Complete the following
1. In the article on Hubbard's letters, take the stretch from "They had tried" through "in the 1960s.)" and write it out again with "sucker" swapped for "pushover".
2. Carry the article on Hubbard's letters forward from its final sentence.

Provided text
┄┄┄┄┄┄┄┄┄┄┄┄┄┄┄┄┄┄┄┄
Well, that’s funny. Possessed by some creature out of science fiction? If she only knew how close she really was.
Leslyn warns Catherine to keep Sprague away from Hubbard and his new wife Betty Northrup, who she says is Hubbard’s latest “Man-Eating Tigress.”
They had tried to warn John Arwine about going near Hubbard, but Arwine had stopped answering their letters, she says.
“You see, Ron is working the Poor Wounded Veteran racket…and Johnny is a sucker for the Our Boys stuff,” she writes.
It’s Sprague who answers Leslyn’s letter, and that’s when things really get interesting.
L. Sprague de Camp to the Heinleins, August 13, 1946
Lyon Sprague de Camp (1907-2000) had a very long career in science fiction and fantasy. (We’ll admit that we knew him mainly for his promotion of Robert E. Howard’s Conan character in a series of posthumous collections and pastiches put together by de Camp in the 1960s.)
Reading his letters, de Camp strikes us as a no-nonsense kick in the pants. He reassured the Heinleins that he wasn’t putting up with any funny business from Hubbard. But he disagrees that Hubbard is suffering some kind of post-war breakdown.
“I think he always was that way, but when he wanted to make a good impression or get something out of somebody he put on a first-class charm act,” de Camp writes.
He adds that he’d seen enough of Hubbard before the war to know that he was not a person to be trusted. He says that Heinlein had warned him about Hubbard’s “fascist leanings,” but Heinlein later was happy to realize that Hubbard was a liberal. De Camp tells Heinlein his first impression was the correct one. (Heinlein himself would later go through a significant change of heart from left to right in his own politics.)
De Camp concludes that Hubbard’s politics are less important than his opportunism.
In the name of Fair Use, we’ll quote this next paragraph from de Camp’s letter in its entirety, because it’s really something…
I suppose Polly [Hubbard’s first wife] was tiresome about not giving him his divorce so he could marry six other gals who were all hot and & moist over him? (Seriatim, of course.) How many girls is a man entitled to screw in one lifetime, anyway? Maybe he should be reincarnated as a rabbit. Doesn’t he get a disability pension from Uncle? That would explain Polly’s reluctance in part, since she would get said pension after he dies. Personally I think if anybody gets anything out of him it’s all to the good.
So Hubbard was an opportunistic womanizer working a racket on other veterans — and that’s what his friends thought of him. Ouch.
The collection also contains letters from Hubbard to Heinlein, and we’ll go quickly through a few of them. In September 1948, Hubbard said he was glad that he was going to get an opportunity to write more westerns and wouldn’t have to do so much science fiction. “Between you and me, I hate the hell out of gadgets,” he told Heinlein.
In November 1948, Hubbard made a boast about his upcoming book Dianetics that was similar to the one he made to his friend Forrest Ackerman: “I will soon, I hope, give you a book risen from the ashes of old Excalibur which details in full the mathematics of the human mind, solves all the problems of the ages and gives six recipes for aphrodisiacs and plays a mouth organ with the left foot.”
┄┄┄┄┄┄┄┄┄┄┄┄┄┄┄┄┄┄┄┄
Items

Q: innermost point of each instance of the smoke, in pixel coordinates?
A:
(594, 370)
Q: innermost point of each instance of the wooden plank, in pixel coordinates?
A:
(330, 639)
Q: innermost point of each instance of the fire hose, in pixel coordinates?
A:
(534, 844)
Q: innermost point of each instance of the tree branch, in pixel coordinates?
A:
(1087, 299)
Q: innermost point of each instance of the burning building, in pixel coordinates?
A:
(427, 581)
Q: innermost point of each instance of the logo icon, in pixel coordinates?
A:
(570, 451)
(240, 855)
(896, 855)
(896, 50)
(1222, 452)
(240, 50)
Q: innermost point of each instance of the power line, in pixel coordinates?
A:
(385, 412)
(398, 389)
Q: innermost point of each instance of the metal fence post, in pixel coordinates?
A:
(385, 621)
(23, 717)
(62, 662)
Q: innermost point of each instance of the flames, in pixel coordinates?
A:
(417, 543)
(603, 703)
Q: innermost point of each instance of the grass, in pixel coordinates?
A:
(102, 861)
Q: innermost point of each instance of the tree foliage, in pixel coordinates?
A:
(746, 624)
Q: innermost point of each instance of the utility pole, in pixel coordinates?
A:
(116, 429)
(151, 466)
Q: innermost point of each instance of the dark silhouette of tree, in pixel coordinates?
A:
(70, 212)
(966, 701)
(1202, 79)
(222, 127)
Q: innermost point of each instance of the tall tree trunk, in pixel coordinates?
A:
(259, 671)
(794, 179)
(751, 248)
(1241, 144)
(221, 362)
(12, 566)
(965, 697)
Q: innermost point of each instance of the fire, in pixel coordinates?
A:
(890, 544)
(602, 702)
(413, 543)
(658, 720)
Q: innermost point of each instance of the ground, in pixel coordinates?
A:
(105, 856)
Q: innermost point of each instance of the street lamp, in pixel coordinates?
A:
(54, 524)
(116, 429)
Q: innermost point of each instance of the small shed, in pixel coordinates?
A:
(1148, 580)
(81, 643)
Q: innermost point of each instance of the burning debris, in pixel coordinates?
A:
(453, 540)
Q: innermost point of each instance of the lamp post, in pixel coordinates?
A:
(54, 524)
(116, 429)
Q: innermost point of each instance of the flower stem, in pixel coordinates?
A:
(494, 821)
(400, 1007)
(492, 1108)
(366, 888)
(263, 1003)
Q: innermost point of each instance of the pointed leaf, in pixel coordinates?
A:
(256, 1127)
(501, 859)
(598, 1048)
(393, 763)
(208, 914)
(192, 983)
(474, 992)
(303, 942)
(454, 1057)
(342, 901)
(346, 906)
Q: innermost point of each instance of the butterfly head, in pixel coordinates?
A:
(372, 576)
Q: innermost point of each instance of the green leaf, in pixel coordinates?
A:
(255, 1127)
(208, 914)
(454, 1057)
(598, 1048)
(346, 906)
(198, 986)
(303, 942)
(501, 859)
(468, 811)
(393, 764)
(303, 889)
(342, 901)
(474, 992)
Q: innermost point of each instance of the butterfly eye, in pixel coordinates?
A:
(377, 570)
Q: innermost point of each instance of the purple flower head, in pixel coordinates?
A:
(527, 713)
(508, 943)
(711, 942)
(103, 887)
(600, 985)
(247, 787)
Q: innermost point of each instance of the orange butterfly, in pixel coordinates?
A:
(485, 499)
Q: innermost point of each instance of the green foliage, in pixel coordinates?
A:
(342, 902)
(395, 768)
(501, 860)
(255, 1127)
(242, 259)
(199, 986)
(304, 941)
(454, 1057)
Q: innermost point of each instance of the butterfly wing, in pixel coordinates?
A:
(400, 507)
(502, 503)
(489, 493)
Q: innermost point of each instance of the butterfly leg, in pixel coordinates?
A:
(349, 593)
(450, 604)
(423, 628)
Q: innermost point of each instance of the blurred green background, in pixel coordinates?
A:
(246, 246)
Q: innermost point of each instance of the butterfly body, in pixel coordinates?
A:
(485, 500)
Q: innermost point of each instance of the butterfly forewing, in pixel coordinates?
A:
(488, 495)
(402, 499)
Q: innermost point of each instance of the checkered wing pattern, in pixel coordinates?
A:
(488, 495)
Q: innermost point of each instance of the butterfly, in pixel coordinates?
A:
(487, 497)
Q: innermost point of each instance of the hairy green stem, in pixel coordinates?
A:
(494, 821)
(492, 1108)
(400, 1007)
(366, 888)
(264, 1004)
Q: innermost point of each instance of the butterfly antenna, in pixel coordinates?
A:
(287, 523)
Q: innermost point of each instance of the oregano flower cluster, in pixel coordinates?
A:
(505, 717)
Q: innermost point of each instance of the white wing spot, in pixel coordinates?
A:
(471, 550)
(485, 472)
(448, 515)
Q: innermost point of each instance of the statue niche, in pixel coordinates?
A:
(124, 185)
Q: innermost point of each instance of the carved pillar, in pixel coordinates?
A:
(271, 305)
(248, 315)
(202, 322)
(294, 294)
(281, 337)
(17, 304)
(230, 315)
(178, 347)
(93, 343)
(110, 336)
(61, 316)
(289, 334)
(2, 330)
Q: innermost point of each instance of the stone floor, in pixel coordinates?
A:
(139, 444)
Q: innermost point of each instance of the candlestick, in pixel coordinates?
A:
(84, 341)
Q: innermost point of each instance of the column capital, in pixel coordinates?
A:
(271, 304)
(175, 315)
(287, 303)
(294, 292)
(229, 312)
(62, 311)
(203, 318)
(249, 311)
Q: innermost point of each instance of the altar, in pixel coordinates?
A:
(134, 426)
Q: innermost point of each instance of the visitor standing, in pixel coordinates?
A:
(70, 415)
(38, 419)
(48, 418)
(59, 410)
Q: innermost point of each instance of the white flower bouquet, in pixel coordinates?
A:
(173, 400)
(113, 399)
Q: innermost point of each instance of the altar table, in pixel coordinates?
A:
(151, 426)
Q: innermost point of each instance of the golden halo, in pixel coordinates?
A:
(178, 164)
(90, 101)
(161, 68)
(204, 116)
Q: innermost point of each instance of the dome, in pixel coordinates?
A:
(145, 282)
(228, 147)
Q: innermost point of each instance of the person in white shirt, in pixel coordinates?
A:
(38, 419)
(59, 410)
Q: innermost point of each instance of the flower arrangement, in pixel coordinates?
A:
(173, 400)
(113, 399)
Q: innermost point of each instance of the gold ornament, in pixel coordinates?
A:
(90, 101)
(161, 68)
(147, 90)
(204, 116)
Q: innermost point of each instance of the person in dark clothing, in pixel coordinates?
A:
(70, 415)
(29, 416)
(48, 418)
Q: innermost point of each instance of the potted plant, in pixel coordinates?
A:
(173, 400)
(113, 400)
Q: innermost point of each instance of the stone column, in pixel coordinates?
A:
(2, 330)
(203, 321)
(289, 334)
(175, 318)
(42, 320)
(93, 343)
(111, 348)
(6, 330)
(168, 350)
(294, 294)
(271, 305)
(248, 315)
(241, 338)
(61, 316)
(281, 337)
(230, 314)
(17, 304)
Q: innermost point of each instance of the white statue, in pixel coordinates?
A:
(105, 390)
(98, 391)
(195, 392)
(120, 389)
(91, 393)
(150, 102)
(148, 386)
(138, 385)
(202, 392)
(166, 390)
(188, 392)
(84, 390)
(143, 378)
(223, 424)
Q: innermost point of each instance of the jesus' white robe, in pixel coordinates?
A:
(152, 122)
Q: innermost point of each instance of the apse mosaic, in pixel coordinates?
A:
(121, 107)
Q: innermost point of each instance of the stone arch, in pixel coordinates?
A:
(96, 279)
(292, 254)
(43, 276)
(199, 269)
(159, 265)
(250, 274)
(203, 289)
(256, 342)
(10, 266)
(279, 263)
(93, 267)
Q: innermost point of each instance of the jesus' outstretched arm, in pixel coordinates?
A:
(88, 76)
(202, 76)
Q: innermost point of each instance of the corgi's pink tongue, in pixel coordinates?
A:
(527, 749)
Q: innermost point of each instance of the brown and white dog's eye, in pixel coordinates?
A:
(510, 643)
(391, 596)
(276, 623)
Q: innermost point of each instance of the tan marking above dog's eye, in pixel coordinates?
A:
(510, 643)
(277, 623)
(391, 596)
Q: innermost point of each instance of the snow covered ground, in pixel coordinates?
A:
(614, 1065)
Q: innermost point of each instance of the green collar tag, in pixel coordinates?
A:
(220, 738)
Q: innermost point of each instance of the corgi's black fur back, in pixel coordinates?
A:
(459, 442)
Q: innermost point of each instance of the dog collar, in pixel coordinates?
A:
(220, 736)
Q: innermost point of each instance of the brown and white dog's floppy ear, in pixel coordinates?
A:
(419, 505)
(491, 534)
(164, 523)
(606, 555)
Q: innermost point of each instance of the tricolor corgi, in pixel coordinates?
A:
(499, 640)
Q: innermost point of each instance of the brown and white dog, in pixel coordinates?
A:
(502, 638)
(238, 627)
┄┄┄┄┄┄┄┄┄┄┄┄┄┄┄┄┄┄┄┄
The results
1.
They had tried to warn John Arwine about going near Hubbard, but Arwine had stopped answering their letters, she says.
“You see, Ron is working the Poor Wounded Veteran racket…and Johnny is a pushover for the Our Boys stuff,” she writes.
It’s Sprague who answers Leslyn’s letter, and that’s when things really get interesting.
L. Sprague de Camp to the Heinleins, August 13, 1946
Lyon Sprague de Camp (1907-2000) had a very long career in science fiction and fantasy. (We’ll admit that we knew him mainly for his promotion of Robert E. Howard’s Conan character in a series of posthumous collections and pastiches put together by de Camp in the 1960s.)

2.
On March 8, 1949, from Savannah, Georgia — where Hubbard had sent his letter to Ackerman a couple of months earlier — Hubbard again said he was working on his “magnum opus” and hoped to send Heinlein a galley soon. “If it drives you nuts, don’t sue. You were warned!” he writes.
He later brings up “Coventry,” a 1940 short story Heinlein had published as part of his “Future History” series…
Well, you didn’t specify in your book what actual reformation took place in the society to make supermen. Got to thinking about it other day. The system is Excalibur. It makes nul A’s. So even if it does upset a few apple carts and blow a fuse in the current moral and political system, I’m releasing it and to hell with the consequences. Know a good hide-out? I fear the Catholic Church is going to take one look at that book and heave a fit that would make the [József] Mindszenty affair pale. It ain’t agin religion. It just abolishes it. It aint agin anything, which is wherein lieth its deadly poison. It’s science, boy, science. That’s a godly word we all love. Anyway, I’ll send you a galley so you kin man the barricades in time. Cause like the chicken that et the Japanese beetle in good faith, this one is going to come straight out through the side of any society what digests it.
Here is more corroboration of what University of MacEwan professor Susan Raine asserted in a recent paper — that Hubbard was drawing on the “space opera” of the time, including his friend A. E. van Vogt’s famous 1945 novel, The World of Null-A, in which intellectual superman rule the rest of humanity.
And that would become the dominant theme throughout Dianetics and later Scientology — that Hubbard had discovered a hidden history of the galaxy that enabled him to produce a new, more evolved race, the homo novi, who would “clear the planet” and ultimately rule the universe over “eternity.” We can now see he’s already thinking along those lines in 1949.
Also, we see in this message to Heinlein another example of Hubbard, as he had in the letter to Ackerman, saying that his book Dianetics was going to be a problem for the Catholic Church, or would destroy it. That’s a really interesting sort of corollary to what he had been heard to say to several different people in this same period (1948-1949), that he was tired of working for a penny a word as a writer, and the real money was in starting a religion. It’s really fascinating to see that Hubbard fully expected his book to wreak havoc on “any society that digests it.” He ended up being right about that — at least among the small number of people who took him seriously.
Heinlein, for his part, encouraged Hubbard to finish the book and said he was very eager to read it. Later, Hubbard tried to get Heinlein involved in his Dianetics schemes, and also in a related caper about dunning the world’s scientists for monthly dues, but we’ve written about that in the past, and we may come back to it again in the future. For now, there’s plenty here for Hubbard historians to chew on. And thanks again to our tipster who set us on this path — you know who you are.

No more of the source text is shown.